**Your objective**
Print every record exactly, with nothing added or left out.

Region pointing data
┌──

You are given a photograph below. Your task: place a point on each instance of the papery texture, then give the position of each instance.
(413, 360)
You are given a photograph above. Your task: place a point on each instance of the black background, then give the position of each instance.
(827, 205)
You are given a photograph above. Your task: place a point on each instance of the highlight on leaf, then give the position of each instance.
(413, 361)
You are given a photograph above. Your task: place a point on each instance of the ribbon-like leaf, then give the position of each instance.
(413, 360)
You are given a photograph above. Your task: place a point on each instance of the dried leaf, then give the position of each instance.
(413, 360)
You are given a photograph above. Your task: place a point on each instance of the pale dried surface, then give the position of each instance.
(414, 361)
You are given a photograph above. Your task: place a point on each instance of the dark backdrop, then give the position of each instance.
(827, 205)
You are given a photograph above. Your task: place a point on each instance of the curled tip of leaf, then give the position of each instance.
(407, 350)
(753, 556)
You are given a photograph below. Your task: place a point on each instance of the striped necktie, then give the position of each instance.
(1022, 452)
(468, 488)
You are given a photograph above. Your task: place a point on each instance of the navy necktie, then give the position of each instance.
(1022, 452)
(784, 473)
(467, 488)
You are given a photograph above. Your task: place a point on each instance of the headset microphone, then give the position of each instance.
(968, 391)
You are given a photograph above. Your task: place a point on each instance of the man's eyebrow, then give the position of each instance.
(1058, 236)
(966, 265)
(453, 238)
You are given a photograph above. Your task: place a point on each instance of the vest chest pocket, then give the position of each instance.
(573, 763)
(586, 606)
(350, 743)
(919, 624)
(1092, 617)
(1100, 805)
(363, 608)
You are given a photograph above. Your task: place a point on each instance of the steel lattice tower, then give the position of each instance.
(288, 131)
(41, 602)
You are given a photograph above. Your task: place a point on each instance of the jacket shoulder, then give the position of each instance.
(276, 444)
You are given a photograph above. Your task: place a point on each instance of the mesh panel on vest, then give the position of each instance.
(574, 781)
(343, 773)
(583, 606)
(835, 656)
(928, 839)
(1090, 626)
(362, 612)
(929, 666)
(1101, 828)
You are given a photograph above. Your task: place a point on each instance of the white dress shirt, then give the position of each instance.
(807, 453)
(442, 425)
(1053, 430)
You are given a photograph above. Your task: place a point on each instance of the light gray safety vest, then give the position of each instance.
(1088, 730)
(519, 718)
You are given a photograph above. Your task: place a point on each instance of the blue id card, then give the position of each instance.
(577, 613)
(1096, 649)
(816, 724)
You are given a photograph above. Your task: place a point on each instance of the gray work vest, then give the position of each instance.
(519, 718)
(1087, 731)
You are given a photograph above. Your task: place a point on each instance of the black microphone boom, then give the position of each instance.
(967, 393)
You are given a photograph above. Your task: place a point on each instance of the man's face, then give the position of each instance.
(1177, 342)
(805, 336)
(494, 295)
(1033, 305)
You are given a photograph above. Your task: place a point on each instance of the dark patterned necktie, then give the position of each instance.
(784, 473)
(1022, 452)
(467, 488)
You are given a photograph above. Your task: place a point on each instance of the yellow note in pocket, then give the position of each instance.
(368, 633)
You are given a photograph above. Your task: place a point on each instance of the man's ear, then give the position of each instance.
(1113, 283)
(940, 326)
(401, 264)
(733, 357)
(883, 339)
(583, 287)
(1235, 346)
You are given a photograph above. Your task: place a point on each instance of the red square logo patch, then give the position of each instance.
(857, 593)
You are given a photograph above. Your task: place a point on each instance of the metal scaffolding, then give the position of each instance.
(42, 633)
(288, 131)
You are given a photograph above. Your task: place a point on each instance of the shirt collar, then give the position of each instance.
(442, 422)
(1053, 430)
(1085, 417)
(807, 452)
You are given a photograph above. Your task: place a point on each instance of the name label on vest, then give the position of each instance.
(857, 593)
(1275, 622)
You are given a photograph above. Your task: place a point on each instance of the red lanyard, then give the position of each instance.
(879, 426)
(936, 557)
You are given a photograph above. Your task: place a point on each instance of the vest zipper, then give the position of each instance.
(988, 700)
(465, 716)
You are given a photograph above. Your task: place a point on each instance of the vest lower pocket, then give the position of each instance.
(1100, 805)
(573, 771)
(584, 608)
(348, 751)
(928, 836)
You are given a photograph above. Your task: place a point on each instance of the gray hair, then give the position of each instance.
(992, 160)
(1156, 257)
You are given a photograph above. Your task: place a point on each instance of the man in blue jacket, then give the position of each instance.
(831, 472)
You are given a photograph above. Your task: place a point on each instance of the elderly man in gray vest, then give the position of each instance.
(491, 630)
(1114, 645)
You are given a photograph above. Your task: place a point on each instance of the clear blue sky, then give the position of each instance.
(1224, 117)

└──

**Exercise result**
You are given a photograph below. Your task: place a point on each instance of the papery texture, then give the position of each instance.
(413, 360)
You are given a photograph above. Your task: place a point on each instance of the black background, then give the position of each instance.
(827, 205)
You are given a photograph above. Your task: place a point on each instance of the highlight on leaf, then give the position of each instance.
(413, 361)
You are given a photograph above. Your task: place a point on each instance of the ribbon-like leaf, then give the position of each instance.
(413, 360)
You are given a photograph above. Your task: place a point on each instance of the dried leaf, then give the position of each instance.
(413, 360)
You are given a photograph above. Your task: place a point on each instance of the pale dried surface, then give the position of each instance.
(414, 361)
You are given a photograph above. Your task: place a point on each instance of the dark backdrop, then give the position of each instance.
(827, 205)
You are given a photograph above. Your task: place a point on each instance of the curled tip of leaf, then give the position of each instance.
(407, 350)
(753, 556)
You are given a photograph below. Your task: place a point on each instance of the striped necktie, then give the position of each instance.
(1022, 452)
(468, 488)
You are given a photograph above. Your task: place a point on each instance of the navy necktie, then give the position of each instance.
(1022, 452)
(784, 473)
(467, 488)
You are given a photograph above. Your task: place a point on each instance of the headset microphone, then give the position of each instance.
(968, 391)
You are given a photograph above. Your task: place a point on each instance of the man's eyebrow, then give the position of each instance.
(1058, 236)
(966, 265)
(453, 238)
You are given a photograph above. Your task: place a point on each instance of the vest chest pocket, then give the position of each instance.
(573, 763)
(586, 606)
(350, 743)
(919, 624)
(1092, 617)
(1100, 805)
(363, 608)
You are given a photograph above. Your task: place a point on each instance of the steel lattice tower, then give the position of each instance.
(288, 131)
(41, 602)
You are given a photograph above. Your task: place a point on each instance of the jacket shoulder, then give the position of each instance.
(276, 444)
You are given a photograph above. Your task: place a point on each instance of the mesh panel on vest, then give the position of each instance.
(574, 781)
(343, 773)
(583, 606)
(835, 656)
(928, 839)
(1090, 626)
(362, 612)
(929, 666)
(1101, 828)
You are given a photograph above. Your task: place a point on each instance of the white dress shirt, then give the position of each instance.
(807, 453)
(442, 425)
(1053, 430)
You are given a photograph above. Your task: place a point on each instance of the light gray safety vest, then give the position of each instance.
(1088, 730)
(519, 718)
You are given a photograph above. Your task: place a point on each instance of the blue id card, then give the position of each instance.
(577, 613)
(1096, 649)
(816, 724)
You are given a photograph above. Your task: place a point on each instance of the gray work vest, then give the position of each instance.
(519, 718)
(1087, 731)
You are given a photograph above. Your task: place a point on each instance of the black microphone boom, then give the position of each instance.
(967, 393)
You are given a photograph above. Your task: place a point on each instance of the man's face, then give the position of each instance.
(1177, 342)
(805, 336)
(494, 295)
(1033, 305)
You are given a photograph above. Your task: place a point on each instance of the dark patterned necktie, then give the position of each instance.
(784, 473)
(1022, 452)
(467, 488)
You are given a photograph above. Your task: place a point on each instance of the yellow note in pocket, then give the position of each instance.
(368, 633)
You are given a photograph above. Your task: place a point on each instance of the man's ear, then give the position of each instance.
(1113, 283)
(940, 326)
(401, 264)
(733, 357)
(883, 339)
(583, 287)
(1235, 346)
You are given a photograph above. Your task: place a point on each instance of the red square logo patch, then give the position of each instance.
(857, 593)
You are given a photograph above. Your task: place a point on each instance of the metal scaffolding, then give the position of each instance.
(42, 633)
(288, 131)
You are given a photograph above. Your task: place a point on each instance of the shirt collar, then give the position of each instance.
(442, 422)
(1053, 430)
(1085, 417)
(807, 452)
You are given a photograph above. Your task: place a point on each instance of the name label on vest, then give the position of each instance.
(857, 593)
(1275, 622)
You are given a photograph above. Your task: place a point on each instance of the red lanyard, then give the position of each instance.
(879, 426)
(936, 557)
You are given a photograph above. Your task: place a point on each instance of the vest zipper, then give the position of each instance.
(988, 700)
(465, 716)
You are given a photograph above. Your task: place a point on each instance of the vest lower pocket, then give the position of each instance.
(1100, 805)
(573, 771)
(584, 608)
(348, 751)
(928, 836)
You are given a photograph above. Your task: place a point on each instance of the gray hair, then give the position of each instance.
(992, 160)
(1156, 257)
You are given a photograph above. Your task: place a point on each instance of the man in blue jacket, then give the position of each instance.
(831, 472)
You are given a photograph above. Your task: place a point on each instance of the elderly man in gray vest, then give the position of each instance.
(491, 630)
(1114, 645)
You are given a photograph above. Your task: place a point on each instance of the clear blue sky, then give the position of each instance.
(1224, 117)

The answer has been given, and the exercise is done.